## Extracted text

#####

2007 Enclos des Pins Chardonnay, Foncalieu, £5.99, Marks & Spencer.

From Foncalieu in southern France’s sprawling vine ocean of the Languedoc-Roussillon comes this little oasis of pleasure, a finely crafted unoaked chardonnay, whose cellar craft uses the stirring of the grape lees to add complex flavours to the juicy fruit quality of the ripe and opulent chardonnay, all in all creating an excellent value chablis-meets-the-Mediterranean dry white.

2008 Ken Forrester Tesco South African Reserve Chenin Blanc, £4.69, Tesco.

Not only is restaurateur and bon viveur Ken Forrester one of the characters of the Cape wine scene, but he’s also one of the South African wine industry’s most loyal supporters of its tradition of chenin blanc and, as this deliciously fruity example with its fresh apples and pears-like fruitiness and honeyed undertones suggests, he’s a pretty good winemaker too who can deliver on value. If you like this, try his voluptuously Vouvray-like 2007 The FMC Chenin Blanc, £16.99.

2008 Asda New Zealand Sauvignon Blanc, £5.43, Asda.

#####

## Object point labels

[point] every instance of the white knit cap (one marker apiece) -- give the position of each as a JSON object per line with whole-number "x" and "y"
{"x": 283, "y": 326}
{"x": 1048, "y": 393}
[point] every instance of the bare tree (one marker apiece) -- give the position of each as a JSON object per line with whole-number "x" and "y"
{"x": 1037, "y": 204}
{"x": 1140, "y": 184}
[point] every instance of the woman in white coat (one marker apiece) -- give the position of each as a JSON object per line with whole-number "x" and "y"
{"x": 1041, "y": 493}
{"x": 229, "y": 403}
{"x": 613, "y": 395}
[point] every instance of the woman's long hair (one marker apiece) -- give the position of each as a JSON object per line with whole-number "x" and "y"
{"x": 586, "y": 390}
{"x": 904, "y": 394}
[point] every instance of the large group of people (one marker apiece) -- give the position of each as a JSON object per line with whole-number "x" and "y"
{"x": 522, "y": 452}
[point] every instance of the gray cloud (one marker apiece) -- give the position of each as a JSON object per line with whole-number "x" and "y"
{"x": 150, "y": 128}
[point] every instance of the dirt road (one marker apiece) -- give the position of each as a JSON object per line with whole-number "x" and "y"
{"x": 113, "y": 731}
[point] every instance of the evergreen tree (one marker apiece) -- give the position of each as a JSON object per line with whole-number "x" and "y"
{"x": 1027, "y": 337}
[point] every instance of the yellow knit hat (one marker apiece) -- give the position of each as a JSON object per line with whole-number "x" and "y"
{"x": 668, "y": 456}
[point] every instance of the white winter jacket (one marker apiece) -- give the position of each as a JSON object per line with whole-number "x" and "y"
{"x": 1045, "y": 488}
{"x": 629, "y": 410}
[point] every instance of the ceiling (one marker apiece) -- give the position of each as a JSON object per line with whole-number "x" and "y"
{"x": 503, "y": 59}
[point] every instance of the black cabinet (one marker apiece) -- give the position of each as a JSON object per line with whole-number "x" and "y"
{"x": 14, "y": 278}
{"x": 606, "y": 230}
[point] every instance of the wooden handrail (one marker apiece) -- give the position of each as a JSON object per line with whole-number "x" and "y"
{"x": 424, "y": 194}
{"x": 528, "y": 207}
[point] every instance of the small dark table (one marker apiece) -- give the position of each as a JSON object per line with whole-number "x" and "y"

#####

## Problem 1
From the wine notes above the records, output the passage from "From Foncalieu in" to "chablis-meets-the-Mediterranean dry white.".
## Problem 2
In the wine notes, which grape's tradition in South Africa is Ken Forrester described as loyally supporting?
## Problem 3
According to the wine notes, why does the cellar craft for the 2007 Enclos des Pins Chardonnay involve stirring the grape lees? Answer in one to three sentences.

## Solution 1
From Foncalieu in southern France’s sprawling vine ocean of the Languedoc-Roussillon comes this little oasis of pleasure, a finely crafted unoaked chardonnay, whose cellar craft uses the stirring of the grape lees to add complex flavours to the juicy fruit quality of the ripe and opulent chardonnay, all in all creating an excellent value chablis-meets-the-Mediterranean dry white.

## Solution 2
Chenin blanc.

## Solution 3
The lees are stirred to add complex flavors to the juicy fruit quality of the ripe, opulent chardonnay.